(Referring expression pointing data)
---*---
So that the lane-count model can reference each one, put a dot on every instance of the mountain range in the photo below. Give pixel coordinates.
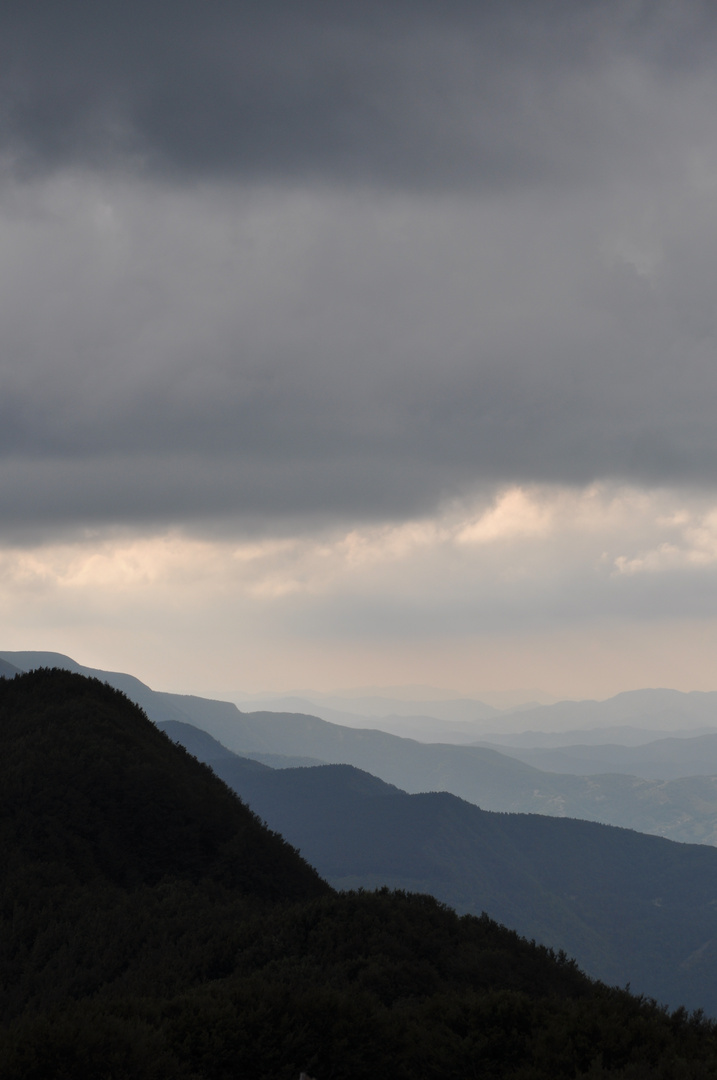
(628, 907)
(151, 927)
(681, 809)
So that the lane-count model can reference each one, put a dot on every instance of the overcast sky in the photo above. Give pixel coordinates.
(361, 343)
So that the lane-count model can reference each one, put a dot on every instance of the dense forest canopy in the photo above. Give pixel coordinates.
(152, 928)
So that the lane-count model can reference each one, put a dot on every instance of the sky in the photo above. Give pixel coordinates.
(362, 343)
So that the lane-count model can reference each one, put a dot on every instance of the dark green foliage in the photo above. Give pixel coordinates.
(152, 929)
(631, 907)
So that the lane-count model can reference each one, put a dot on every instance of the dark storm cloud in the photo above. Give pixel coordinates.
(424, 248)
(418, 94)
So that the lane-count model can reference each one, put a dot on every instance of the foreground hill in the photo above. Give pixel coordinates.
(631, 908)
(684, 809)
(151, 928)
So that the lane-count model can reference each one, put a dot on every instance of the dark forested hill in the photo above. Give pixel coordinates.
(150, 928)
(681, 809)
(631, 908)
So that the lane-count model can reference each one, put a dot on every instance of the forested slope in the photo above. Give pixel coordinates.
(151, 928)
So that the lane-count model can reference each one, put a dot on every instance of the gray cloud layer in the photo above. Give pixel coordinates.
(268, 260)
(417, 94)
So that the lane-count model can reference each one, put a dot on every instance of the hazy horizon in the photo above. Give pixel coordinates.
(361, 343)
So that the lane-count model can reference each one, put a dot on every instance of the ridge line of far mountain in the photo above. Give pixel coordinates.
(684, 809)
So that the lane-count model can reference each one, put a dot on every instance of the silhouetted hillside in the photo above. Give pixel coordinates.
(630, 907)
(90, 784)
(151, 928)
(684, 809)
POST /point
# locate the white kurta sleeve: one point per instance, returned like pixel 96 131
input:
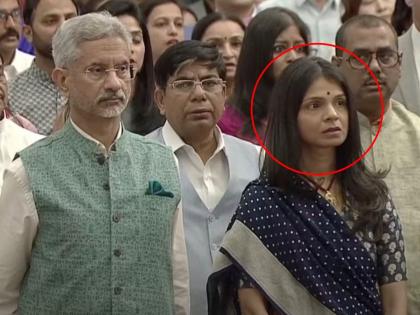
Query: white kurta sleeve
pixel 18 228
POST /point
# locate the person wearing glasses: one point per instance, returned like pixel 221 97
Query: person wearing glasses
pixel 397 149
pixel 15 60
pixel 214 167
pixel 90 219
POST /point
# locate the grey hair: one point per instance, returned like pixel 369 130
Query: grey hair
pixel 85 28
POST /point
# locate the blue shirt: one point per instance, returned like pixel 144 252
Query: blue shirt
pixel 323 23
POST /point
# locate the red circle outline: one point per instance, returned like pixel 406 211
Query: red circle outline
pixel 270 154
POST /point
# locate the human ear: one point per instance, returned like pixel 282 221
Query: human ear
pixel 159 100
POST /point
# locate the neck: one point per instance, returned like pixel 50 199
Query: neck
pixel 320 3
pixel 318 160
pixel 241 12
pixel 373 113
pixel 8 56
pixel 203 144
pixel 104 130
pixel 45 64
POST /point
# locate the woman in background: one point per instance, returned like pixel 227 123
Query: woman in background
pixel 268 34
pixel 141 115
pixel 312 245
pixel 165 23
pixel 227 34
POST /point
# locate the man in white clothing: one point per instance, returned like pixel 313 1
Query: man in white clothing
pixel 13 138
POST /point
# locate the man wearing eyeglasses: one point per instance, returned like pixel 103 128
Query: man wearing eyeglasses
pixel 214 168
pixel 15 60
pixel 33 93
pixel 397 149
pixel 89 217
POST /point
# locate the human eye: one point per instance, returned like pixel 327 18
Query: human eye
pixel 210 83
pixel 279 48
pixel 184 84
pixel 96 71
pixel 341 101
pixel 137 39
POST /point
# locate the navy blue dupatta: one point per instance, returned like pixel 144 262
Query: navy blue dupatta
pixel 309 238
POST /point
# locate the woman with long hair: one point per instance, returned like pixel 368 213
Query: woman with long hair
pixel 310 244
pixel 142 115
pixel 227 34
pixel 267 35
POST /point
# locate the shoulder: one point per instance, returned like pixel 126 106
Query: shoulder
pixel 408 117
pixel 148 142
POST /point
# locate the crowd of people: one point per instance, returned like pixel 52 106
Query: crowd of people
pixel 210 157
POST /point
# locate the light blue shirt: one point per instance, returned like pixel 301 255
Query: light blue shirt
pixel 323 23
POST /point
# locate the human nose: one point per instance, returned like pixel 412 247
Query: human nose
pixel 112 81
pixel 331 112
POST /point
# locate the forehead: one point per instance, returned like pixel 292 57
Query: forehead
pixel 290 33
pixel 358 37
pixel 165 10
pixel 195 69
pixel 8 5
pixel 54 7
pixel 129 22
pixel 223 29
pixel 105 51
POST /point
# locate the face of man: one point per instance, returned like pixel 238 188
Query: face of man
pixel 377 45
pixel 46 19
pixel 3 88
pixel 192 109
pixel 98 84
pixel 10 26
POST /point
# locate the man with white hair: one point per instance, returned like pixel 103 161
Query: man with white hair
pixel 90 222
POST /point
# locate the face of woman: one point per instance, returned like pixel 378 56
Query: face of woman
pixel 323 116
pixel 381 8
pixel 138 49
pixel 166 28
pixel 228 37
pixel 288 38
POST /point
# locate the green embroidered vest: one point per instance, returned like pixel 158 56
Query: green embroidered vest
pixel 103 246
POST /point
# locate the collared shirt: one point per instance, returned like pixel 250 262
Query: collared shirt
pixel 18 228
pixel 210 180
pixel 34 95
pixel 323 23
pixel 12 139
pixel 21 62
pixel 415 37
pixel 397 150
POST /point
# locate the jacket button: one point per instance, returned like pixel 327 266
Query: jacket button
pixel 116 218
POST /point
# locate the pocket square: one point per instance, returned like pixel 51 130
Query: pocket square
pixel 155 188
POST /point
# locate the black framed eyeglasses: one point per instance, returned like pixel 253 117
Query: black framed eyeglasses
pixel 123 71
pixel 14 14
pixel 386 58
pixel 212 85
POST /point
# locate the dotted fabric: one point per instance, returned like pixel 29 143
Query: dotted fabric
pixel 310 238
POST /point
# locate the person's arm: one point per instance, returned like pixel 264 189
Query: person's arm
pixel 180 266
pixel 18 228
pixel 391 258
pixel 252 302
pixel 394 298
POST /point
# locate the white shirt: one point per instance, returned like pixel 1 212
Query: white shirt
pixel 13 139
pixel 210 180
pixel 415 37
pixel 18 228
pixel 21 62
pixel 323 23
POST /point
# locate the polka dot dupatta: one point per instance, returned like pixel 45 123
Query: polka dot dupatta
pixel 298 252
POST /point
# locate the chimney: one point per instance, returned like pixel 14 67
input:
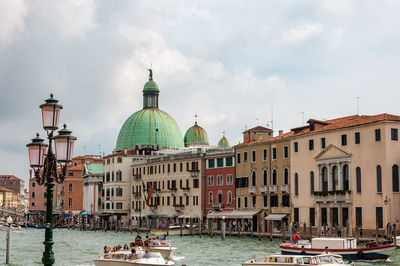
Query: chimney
pixel 280 134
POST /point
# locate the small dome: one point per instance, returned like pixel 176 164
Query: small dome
pixel 223 143
pixel 195 135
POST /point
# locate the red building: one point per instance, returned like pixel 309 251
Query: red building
pixel 220 180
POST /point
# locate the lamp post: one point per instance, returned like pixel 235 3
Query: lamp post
pixel 9 221
pixel 45 164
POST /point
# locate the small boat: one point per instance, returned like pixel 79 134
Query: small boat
pixel 40 226
pixel 124 258
pixel 175 230
pixel 325 259
pixel 345 247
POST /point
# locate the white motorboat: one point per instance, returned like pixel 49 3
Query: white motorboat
pixel 345 247
pixel 325 259
pixel 124 258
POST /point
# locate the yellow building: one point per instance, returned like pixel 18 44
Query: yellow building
pixel 345 172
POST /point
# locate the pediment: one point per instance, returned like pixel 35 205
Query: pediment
pixel 332 152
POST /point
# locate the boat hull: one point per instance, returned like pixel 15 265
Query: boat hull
pixel 372 253
pixel 140 262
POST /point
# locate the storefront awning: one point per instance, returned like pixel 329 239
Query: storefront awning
pixel 275 216
pixel 234 214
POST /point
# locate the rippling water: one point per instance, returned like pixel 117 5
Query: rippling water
pixel 80 248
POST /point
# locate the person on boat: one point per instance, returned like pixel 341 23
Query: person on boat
pixel 326 250
pixel 134 254
pixel 296 237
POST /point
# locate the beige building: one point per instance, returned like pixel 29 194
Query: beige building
pixel 263 178
pixel 177 180
pixel 345 171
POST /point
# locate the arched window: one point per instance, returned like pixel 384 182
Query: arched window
pixel 324 179
pixel 253 178
pixel 265 177
pixel 286 176
pixel 358 179
pixel 219 195
pixel 395 178
pixel 346 181
pixel 311 182
pixel 378 179
pixel 335 178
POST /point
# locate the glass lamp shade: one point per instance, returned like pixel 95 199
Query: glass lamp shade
pixel 64 143
pixel 50 113
pixel 37 152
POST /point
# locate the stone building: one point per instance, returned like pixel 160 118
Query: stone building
pixel 345 172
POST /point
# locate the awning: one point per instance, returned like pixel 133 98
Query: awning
pixel 275 216
pixel 234 214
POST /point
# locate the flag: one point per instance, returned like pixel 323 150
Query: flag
pixel 149 192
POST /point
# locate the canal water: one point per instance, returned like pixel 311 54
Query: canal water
pixel 80 248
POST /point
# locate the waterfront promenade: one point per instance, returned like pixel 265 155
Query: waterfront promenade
pixel 80 248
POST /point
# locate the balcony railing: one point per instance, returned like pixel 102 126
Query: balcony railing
pixel 137 176
pixel 218 205
pixel 264 189
pixel 179 207
pixel 285 188
pixel 332 196
pixel 186 190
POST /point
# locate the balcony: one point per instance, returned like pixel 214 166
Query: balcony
pixel 173 190
pixel 285 188
pixel 264 189
pixel 332 196
pixel 186 190
pixel 194 172
pixel 179 207
pixel 218 205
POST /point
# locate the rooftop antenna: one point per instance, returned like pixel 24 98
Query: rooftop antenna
pixel 358 105
pixel 272 118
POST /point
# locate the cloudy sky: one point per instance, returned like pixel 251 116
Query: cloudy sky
pixel 231 62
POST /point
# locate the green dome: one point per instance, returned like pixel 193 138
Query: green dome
pixel 141 128
pixel 195 135
pixel 223 143
pixel 150 125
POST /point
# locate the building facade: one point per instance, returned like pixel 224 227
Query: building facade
pixel 263 178
pixel 345 172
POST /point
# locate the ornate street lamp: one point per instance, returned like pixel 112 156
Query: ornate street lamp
pixel 45 164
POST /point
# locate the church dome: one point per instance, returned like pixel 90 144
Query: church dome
pixel 150 126
pixel 223 143
pixel 195 135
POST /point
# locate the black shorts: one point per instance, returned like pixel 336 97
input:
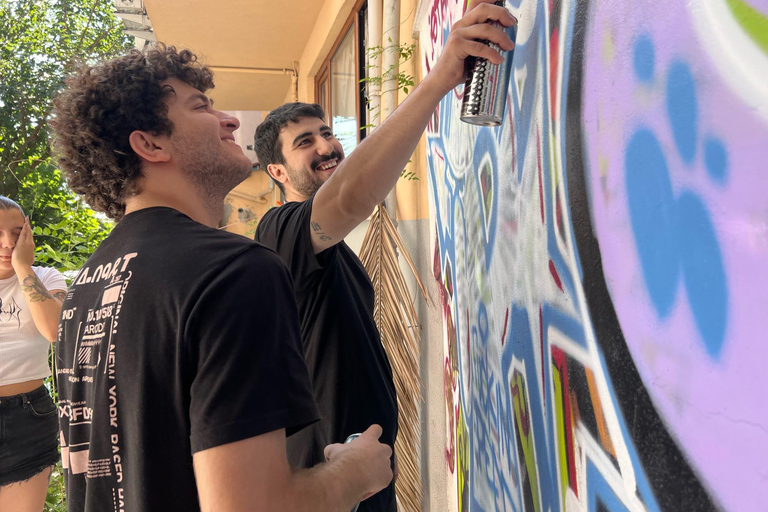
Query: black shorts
pixel 29 442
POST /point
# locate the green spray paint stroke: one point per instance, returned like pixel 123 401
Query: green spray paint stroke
pixel 753 22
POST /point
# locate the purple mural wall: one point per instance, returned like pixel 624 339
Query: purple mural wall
pixel 603 261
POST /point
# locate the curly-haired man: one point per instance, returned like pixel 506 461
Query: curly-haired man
pixel 179 360
pixel 327 197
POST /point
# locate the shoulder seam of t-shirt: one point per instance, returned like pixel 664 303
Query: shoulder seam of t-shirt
pixel 318 266
pixel 49 276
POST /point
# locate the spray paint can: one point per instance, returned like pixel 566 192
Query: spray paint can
pixel 351 438
pixel 485 91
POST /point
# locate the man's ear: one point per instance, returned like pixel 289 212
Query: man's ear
pixel 149 147
pixel 277 172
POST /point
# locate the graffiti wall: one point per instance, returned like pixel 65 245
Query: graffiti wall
pixel 603 261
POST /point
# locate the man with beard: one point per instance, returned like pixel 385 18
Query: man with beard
pixel 179 362
pixel 327 197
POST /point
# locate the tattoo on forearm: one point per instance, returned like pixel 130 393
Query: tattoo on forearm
pixel 37 292
pixel 319 231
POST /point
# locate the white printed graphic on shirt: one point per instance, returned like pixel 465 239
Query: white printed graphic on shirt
pixel 94 354
pixel 10 312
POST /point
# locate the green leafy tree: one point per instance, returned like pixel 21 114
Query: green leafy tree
pixel 41 42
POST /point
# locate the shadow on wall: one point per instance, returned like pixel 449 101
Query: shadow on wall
pixel 601 258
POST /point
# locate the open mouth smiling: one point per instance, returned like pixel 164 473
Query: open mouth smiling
pixel 327 165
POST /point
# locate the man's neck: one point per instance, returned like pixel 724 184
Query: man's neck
pixel 197 212
pixel 293 196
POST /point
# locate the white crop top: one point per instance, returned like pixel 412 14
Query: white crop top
pixel 23 350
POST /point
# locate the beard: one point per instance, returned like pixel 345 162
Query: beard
pixel 213 171
pixel 307 181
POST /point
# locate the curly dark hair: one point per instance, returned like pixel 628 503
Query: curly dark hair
pixel 100 108
pixel 266 140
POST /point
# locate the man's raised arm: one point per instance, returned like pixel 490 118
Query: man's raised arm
pixel 365 178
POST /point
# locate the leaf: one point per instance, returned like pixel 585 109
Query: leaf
pixel 400 332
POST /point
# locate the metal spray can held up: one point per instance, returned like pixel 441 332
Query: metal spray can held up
pixel 485 91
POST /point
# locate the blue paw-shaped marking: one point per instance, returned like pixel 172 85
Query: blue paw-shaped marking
pixel 674 232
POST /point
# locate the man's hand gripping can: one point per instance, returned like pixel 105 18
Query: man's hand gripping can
pixel 485 91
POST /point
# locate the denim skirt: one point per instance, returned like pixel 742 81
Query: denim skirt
pixel 29 440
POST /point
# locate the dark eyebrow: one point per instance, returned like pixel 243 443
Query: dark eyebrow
pixel 200 97
pixel 307 134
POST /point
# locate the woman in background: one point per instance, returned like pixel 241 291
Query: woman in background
pixel 30 305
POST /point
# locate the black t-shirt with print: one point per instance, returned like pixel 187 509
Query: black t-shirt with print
pixel 175 338
pixel 348 365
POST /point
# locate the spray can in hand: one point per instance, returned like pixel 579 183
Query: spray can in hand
pixel 485 91
pixel 349 440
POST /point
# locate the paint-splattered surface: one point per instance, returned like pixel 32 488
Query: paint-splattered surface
pixel 602 257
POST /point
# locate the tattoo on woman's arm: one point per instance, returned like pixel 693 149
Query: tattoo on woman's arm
pixel 319 231
pixel 37 292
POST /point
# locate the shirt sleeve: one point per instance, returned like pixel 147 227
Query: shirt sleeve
pixel 51 278
pixel 286 231
pixel 249 375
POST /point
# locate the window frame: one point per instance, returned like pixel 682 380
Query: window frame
pixel 355 23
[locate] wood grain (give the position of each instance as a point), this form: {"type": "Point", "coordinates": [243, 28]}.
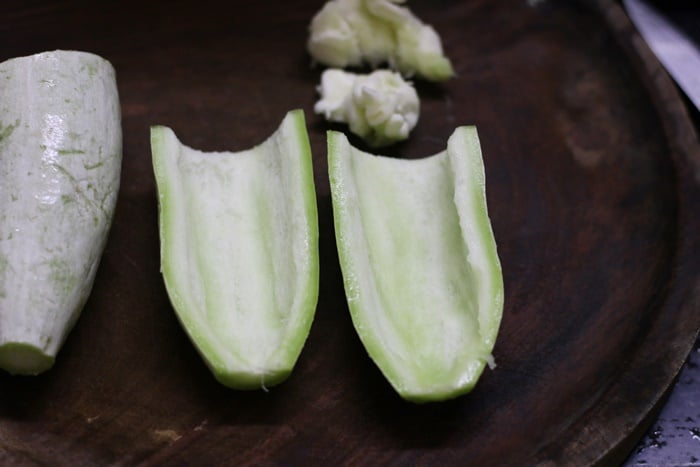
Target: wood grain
{"type": "Point", "coordinates": [593, 183]}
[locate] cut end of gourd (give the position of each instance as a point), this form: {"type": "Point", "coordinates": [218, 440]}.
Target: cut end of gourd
{"type": "Point", "coordinates": [252, 380]}
{"type": "Point", "coordinates": [20, 358]}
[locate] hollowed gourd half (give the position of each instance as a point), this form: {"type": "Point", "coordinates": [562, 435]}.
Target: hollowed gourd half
{"type": "Point", "coordinates": [239, 250]}
{"type": "Point", "coordinates": [422, 276]}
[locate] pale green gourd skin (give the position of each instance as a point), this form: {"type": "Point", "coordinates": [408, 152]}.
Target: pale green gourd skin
{"type": "Point", "coordinates": [60, 163]}
{"type": "Point", "coordinates": [422, 276]}
{"type": "Point", "coordinates": [239, 250]}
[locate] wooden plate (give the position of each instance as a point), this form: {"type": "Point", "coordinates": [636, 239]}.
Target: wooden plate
{"type": "Point", "coordinates": [593, 182]}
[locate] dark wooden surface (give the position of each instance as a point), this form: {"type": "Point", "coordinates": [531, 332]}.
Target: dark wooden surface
{"type": "Point", "coordinates": [593, 174]}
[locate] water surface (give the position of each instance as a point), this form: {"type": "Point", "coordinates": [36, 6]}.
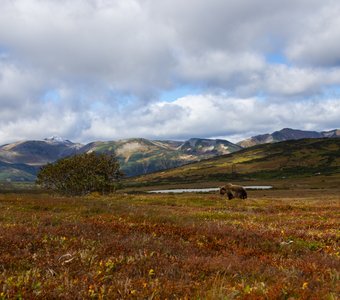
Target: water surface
{"type": "Point", "coordinates": [207, 190]}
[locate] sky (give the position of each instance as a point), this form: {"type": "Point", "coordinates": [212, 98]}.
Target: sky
{"type": "Point", "coordinates": [89, 70]}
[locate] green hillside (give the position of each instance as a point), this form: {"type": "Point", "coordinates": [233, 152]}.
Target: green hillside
{"type": "Point", "coordinates": [141, 156]}
{"type": "Point", "coordinates": [289, 159]}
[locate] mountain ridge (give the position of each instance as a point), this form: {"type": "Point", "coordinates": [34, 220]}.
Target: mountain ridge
{"type": "Point", "coordinates": [286, 134]}
{"type": "Point", "coordinates": [137, 156]}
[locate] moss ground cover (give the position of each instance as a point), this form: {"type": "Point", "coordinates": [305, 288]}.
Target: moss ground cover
{"type": "Point", "coordinates": [275, 245]}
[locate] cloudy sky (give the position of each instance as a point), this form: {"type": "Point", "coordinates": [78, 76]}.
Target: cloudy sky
{"type": "Point", "coordinates": [167, 69]}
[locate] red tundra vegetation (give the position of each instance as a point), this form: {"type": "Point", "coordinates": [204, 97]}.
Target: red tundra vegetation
{"type": "Point", "coordinates": [190, 246]}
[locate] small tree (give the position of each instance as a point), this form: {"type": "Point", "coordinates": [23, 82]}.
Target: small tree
{"type": "Point", "coordinates": [81, 174]}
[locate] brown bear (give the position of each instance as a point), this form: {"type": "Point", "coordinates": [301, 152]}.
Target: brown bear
{"type": "Point", "coordinates": [233, 191]}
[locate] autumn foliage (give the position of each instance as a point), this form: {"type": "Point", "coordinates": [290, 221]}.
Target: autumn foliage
{"type": "Point", "coordinates": [81, 174]}
{"type": "Point", "coordinates": [272, 246]}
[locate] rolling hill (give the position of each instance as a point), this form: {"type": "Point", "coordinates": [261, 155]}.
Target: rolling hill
{"type": "Point", "coordinates": [288, 159]}
{"type": "Point", "coordinates": [21, 161]}
{"type": "Point", "coordinates": [287, 134]}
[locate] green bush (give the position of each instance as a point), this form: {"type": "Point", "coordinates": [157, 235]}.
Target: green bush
{"type": "Point", "coordinates": [81, 174]}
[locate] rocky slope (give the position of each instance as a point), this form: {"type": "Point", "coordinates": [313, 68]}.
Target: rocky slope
{"type": "Point", "coordinates": [22, 160]}
{"type": "Point", "coordinates": [287, 134]}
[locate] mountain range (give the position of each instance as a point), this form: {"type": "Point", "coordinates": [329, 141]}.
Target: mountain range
{"type": "Point", "coordinates": [20, 161]}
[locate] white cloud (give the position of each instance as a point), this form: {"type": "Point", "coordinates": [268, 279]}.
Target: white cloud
{"type": "Point", "coordinates": [105, 63]}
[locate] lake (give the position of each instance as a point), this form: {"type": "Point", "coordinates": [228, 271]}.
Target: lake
{"type": "Point", "coordinates": [207, 190]}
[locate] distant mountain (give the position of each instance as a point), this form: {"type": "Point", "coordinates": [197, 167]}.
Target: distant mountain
{"type": "Point", "coordinates": [285, 135]}
{"type": "Point", "coordinates": [22, 160]}
{"type": "Point", "coordinates": [287, 159]}
{"type": "Point", "coordinates": [142, 156]}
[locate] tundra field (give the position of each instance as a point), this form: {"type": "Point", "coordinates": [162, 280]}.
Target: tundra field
{"type": "Point", "coordinates": [277, 244]}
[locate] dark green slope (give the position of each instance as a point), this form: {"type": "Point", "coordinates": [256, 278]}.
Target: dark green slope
{"type": "Point", "coordinates": [288, 159]}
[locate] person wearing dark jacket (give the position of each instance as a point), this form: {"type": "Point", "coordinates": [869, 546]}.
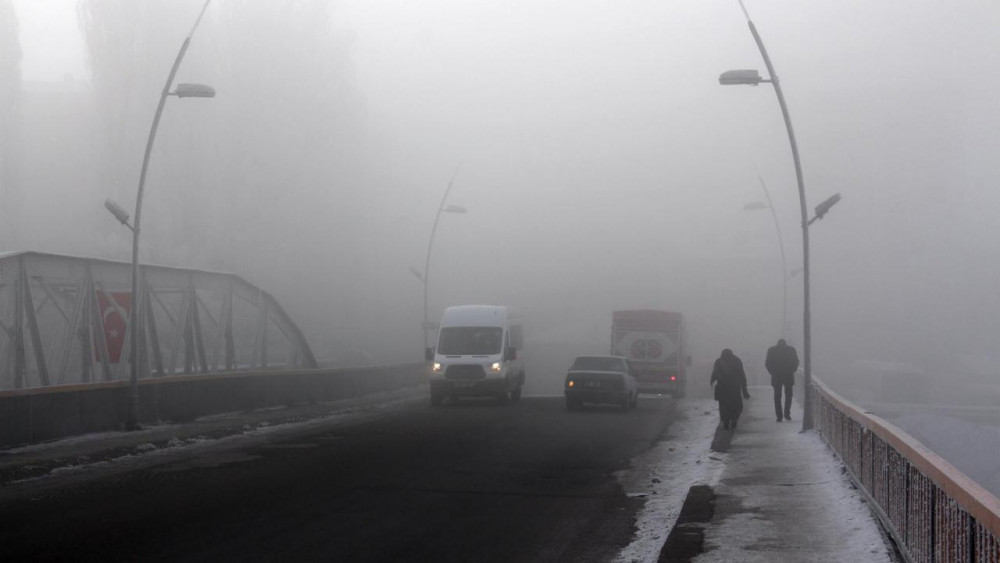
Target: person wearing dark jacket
{"type": "Point", "coordinates": [781, 363]}
{"type": "Point", "coordinates": [730, 387]}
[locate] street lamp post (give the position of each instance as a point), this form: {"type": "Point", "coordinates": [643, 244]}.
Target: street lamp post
{"type": "Point", "coordinates": [753, 78]}
{"type": "Point", "coordinates": [425, 275]}
{"type": "Point", "coordinates": [753, 206]}
{"type": "Point", "coordinates": [182, 91]}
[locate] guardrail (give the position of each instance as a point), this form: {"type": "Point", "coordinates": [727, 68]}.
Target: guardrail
{"type": "Point", "coordinates": [932, 510]}
{"type": "Point", "coordinates": [47, 413]}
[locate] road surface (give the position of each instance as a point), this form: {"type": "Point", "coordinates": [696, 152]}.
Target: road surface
{"type": "Point", "coordinates": [476, 481]}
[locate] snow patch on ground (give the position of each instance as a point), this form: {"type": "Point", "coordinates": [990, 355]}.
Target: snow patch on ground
{"type": "Point", "coordinates": [664, 474]}
{"type": "Point", "coordinates": [148, 454]}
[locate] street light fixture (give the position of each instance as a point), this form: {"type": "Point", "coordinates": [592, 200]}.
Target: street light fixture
{"type": "Point", "coordinates": [182, 91]}
{"type": "Point", "coordinates": [752, 77]}
{"type": "Point", "coordinates": [824, 208]}
{"type": "Point", "coordinates": [424, 276]}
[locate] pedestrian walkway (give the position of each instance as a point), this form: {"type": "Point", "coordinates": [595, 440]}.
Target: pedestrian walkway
{"type": "Point", "coordinates": [782, 496]}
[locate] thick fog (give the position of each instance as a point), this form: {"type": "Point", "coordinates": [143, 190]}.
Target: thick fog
{"type": "Point", "coordinates": [601, 163]}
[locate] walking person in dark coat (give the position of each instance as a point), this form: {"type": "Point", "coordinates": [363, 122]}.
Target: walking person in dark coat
{"type": "Point", "coordinates": [730, 387]}
{"type": "Point", "coordinates": [781, 363]}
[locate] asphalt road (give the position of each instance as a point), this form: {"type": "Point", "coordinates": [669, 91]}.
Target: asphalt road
{"type": "Point", "coordinates": [476, 481]}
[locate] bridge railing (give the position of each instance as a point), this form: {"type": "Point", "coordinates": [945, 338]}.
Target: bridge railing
{"type": "Point", "coordinates": [933, 511]}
---*---
(What you will do)
Among the records above, repeat exactly the line with "# locate the spray paint", the line with "# locate the man with beard: one", and every line in between, and only those.

(Result)
# locate the spray paint can: one point per instance, returned like pixel 566 192
Query: spray paint can
pixel 351 438
pixel 485 91
POST /point
# locate the man's ear: one point per instance, returned like pixel 289 212
Query: man's ear
pixel 149 147
pixel 277 172
POST /point
# locate the graffiti wall: one point per instance, returned like pixel 65 245
Query: graffiti wall
pixel 603 261
POST /point
# locate the man with beard: one point per instance, returned like pixel 385 18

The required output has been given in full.